TASK INSTRUCTIONS – Transcribe each record exactly. Include every one.

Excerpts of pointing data
BEGIN
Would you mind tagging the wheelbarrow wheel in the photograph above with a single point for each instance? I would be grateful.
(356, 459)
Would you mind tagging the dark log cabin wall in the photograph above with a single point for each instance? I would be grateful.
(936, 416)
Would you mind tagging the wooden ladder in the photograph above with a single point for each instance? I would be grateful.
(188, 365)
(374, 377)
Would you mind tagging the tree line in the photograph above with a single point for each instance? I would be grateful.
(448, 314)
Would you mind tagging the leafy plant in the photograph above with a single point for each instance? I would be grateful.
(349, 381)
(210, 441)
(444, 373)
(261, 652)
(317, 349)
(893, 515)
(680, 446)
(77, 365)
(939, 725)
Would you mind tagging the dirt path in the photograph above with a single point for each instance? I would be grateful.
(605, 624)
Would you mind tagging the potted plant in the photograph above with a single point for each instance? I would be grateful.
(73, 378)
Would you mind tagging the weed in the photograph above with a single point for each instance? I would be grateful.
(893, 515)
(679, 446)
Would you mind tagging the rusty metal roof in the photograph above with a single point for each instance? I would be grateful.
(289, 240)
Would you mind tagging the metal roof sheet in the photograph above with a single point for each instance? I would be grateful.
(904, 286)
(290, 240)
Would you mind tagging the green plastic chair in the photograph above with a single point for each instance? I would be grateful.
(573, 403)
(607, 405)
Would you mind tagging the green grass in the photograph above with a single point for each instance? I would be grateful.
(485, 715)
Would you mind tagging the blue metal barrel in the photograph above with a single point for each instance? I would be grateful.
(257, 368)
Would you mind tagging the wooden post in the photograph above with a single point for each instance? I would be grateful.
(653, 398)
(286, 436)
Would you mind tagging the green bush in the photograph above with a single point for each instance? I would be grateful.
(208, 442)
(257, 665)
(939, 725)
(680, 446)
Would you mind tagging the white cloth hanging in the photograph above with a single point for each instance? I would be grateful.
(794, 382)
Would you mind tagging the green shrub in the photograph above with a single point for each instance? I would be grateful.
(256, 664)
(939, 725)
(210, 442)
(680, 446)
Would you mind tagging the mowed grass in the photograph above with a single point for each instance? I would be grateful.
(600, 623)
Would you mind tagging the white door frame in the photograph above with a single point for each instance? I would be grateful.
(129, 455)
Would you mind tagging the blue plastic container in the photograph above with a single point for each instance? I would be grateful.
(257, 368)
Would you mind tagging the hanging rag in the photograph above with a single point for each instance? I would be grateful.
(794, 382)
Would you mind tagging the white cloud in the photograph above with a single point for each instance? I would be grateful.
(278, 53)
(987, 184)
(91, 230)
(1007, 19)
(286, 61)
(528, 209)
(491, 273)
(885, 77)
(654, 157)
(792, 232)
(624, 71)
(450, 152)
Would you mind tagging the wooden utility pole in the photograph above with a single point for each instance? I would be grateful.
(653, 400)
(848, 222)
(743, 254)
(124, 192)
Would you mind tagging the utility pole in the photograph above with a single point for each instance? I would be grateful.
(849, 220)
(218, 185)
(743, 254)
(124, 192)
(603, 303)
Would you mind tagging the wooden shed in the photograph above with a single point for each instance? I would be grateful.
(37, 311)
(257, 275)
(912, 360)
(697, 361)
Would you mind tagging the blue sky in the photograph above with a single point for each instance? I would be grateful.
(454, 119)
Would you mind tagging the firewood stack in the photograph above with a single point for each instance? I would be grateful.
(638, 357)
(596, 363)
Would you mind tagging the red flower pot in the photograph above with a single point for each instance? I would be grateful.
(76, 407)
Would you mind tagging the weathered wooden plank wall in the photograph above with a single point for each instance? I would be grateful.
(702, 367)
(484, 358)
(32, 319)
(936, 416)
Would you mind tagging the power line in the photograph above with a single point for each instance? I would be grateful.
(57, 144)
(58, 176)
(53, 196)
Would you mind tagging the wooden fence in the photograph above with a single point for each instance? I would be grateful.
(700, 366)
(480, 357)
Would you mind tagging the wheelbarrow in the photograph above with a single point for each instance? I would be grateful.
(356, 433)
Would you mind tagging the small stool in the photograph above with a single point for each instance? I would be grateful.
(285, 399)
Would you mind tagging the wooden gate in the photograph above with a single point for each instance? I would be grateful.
END
EXERCISE SOLUTION –
Would you mind tagging the wheelbarrow wheel in the photograph above with a single point for each instance? I would be grateful.
(356, 459)
Would you mind tagging the dark log cabin wall in the photograph above with a single point for each instance? I would be grateful.
(936, 416)
Would you mind tagging the wooden ladder in the photograph above with a single point for each instance? I would be grateful.
(188, 365)
(374, 377)
Would you mind tagging the tree line in the photograph above with a single point for each instance? I would be grateful.
(448, 314)
Would you mind tagging the leafy plant in the photograph above with a single point for each instance? I would be grateful.
(349, 381)
(210, 441)
(444, 373)
(261, 652)
(317, 349)
(893, 515)
(680, 446)
(77, 365)
(939, 725)
Would you mind tagging the dirt path in the photograph above with a single point for each instance? I would be grateful.
(605, 624)
Would you mind tagging the potted plant in the photograph above with a single point for each instance? I would be grateful.
(73, 378)
Would you mind tagging the weed in the photograph above with a single point for each instance? I would be grateful.
(893, 515)
(679, 446)
Would you mind tagging the rusty metal roof in the photograph above with a single point for each instance? I would be grateful.
(289, 240)
Would you mind tagging the metal roof sheet in the photograph above with a single point for each instance? I would be grateful.
(904, 286)
(290, 240)
Would you mind tagging the green plastic chair in the photograph above with a single point for each instance? I would be grateful.
(573, 403)
(607, 405)
Would you mind tagging the green grass in the photograph above with a single point for each instance? I would be grateful.
(485, 715)
Would you mind tagging the blue metal barrel in the photograph above with a single point for each instance? I would be grateful.
(257, 368)
Would you mind tagging the wooden post in the photograph above with a single point for each instance? I would be grateful.
(653, 398)
(286, 436)
Would you mind tagging the green bush in the photograph above with a single point for each instance? I would be grateful.
(208, 442)
(257, 665)
(939, 725)
(680, 446)
Would you mind tagging the white cloth hanging in the photograph above with a single point for each instance? I would be grateful.
(794, 382)
Would you mind tagging the green shrub in the photograph above with a single point for each instance? I would be grateful.
(256, 664)
(939, 725)
(210, 442)
(680, 446)
Would you mind tagging the mowed grass in the photograph above with a single point for each instance? I would be grateful.
(600, 623)
Would you mind tagging the white door frame in the photograph above with a single point for each instance? I would be grateful.
(129, 455)
Would you mind tagging the blue plastic container in the photograph above with a single point for each instance? I would be grateful.
(257, 368)
Would you mind tagging the hanging rag in the photograph above with a single point for each instance? I would be grateful.
(794, 382)
Would you mind tagging the white cloud in the photograph above with a single point for each instance? I would be grateful.
(278, 53)
(987, 184)
(91, 230)
(1007, 19)
(286, 61)
(528, 209)
(491, 273)
(885, 77)
(654, 157)
(792, 232)
(624, 71)
(450, 152)
Would you mind tagging the wooden utility pole in the photograph above with a single point for each instance? I would be grateful.
(653, 400)
(848, 222)
(743, 254)
(124, 192)
Would you mind tagging the utility pole in the photograph above with a single point for each instance? I would be grateful.
(849, 220)
(218, 185)
(743, 254)
(124, 192)
(603, 303)
Would you mind tagging the wooden shed in the photograph above with a single point for each instance? I would be grateful.
(37, 311)
(257, 275)
(912, 360)
(697, 361)
Would you mind tagging the blue sky in the photograph above with a single point for each instance? I would be grateful.
(454, 119)
Would you mind tagging the firewood stack in the photograph above with a single point for each instance? I would be grateful.
(638, 357)
(596, 363)
Would you mind tagging the red flower pot in the photograph above with a single point for each instance? I would be grateful.
(76, 407)
Would you mind tagging the weathered wooden plank wall in the photograph above with a single point for each instance? I would be grateful.
(702, 367)
(484, 358)
(32, 319)
(936, 416)
Would you mind tagging the power line in the photograph above with a single point for each instance? I would be grateful.
(57, 144)
(58, 176)
(53, 196)
Would you mind tagging the wooden fence in the photograph above with a single point for each instance? I would be grateful.
(700, 366)
(480, 357)
Would you mind tagging the wheelbarrow in the photograph above with a single point for each instance? I would be grateful.
(356, 433)
Would you mind tagging the small stool in the photograph above with a single point for each instance? I would be grateful.
(285, 399)
Would you mind tagging the wooden gate in the photograph above with a single point for each instance? I would be grateful.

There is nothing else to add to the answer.